#### EXERCISE DIRECTIONS:
Set down, word for word, the stretch of lines from the one containing "In this exercise you will mark the head" to the end of the records below.

#### DATA LISTING:
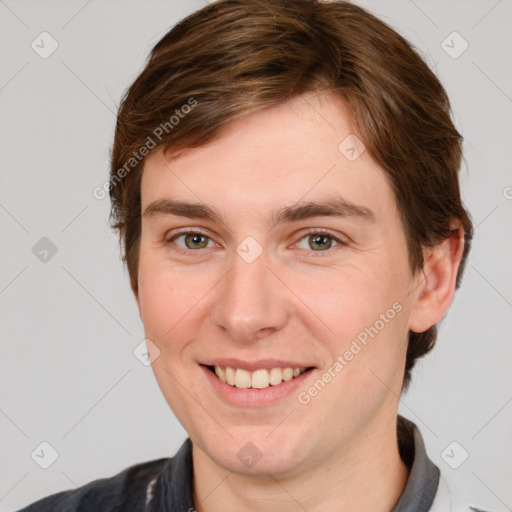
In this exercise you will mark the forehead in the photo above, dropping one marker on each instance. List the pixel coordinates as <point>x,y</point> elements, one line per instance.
<point>306,149</point>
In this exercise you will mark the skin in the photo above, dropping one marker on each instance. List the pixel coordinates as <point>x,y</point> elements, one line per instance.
<point>295,301</point>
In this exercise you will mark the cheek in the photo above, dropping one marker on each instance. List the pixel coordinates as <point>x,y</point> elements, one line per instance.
<point>168,299</point>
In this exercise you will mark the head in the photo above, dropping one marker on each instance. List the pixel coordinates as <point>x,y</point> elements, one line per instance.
<point>261,113</point>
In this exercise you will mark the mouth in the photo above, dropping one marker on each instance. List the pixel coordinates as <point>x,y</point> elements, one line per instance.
<point>261,378</point>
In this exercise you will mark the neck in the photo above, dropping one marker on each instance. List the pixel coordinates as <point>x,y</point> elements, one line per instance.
<point>368,476</point>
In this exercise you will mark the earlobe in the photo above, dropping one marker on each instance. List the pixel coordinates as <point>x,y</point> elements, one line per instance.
<point>435,286</point>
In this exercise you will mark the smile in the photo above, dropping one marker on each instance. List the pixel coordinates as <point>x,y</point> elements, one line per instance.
<point>257,379</point>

#### SOLUTION:
In this exercise you will mark the head in the photo above, dropping one marker on each instance. List the pixel coordinates as <point>x,y</point> elements, one line per instance.
<point>261,113</point>
In this exercise you will mark the mouth in the photo above, dropping one marker on each instance. List the pixel coordinates as <point>x,y</point> elements, one line per instance.
<point>261,378</point>
In this exercise you will mark the neck in the photo above, dropping one marker on each instance. List the pixel coordinates as <point>x,y</point> elements, one line per instance.
<point>368,476</point>
In this exercise you will mark the earlobe in the photo above, dropping one marker on each instance. List the pixel coordinates as <point>x,y</point> elements, one line per instance.
<point>435,286</point>
In this exercise you will mark the smile in the photo above, dropping one marker on each instance. List the pixel coordinates as <point>x,y</point> elements, one line per instance.
<point>257,379</point>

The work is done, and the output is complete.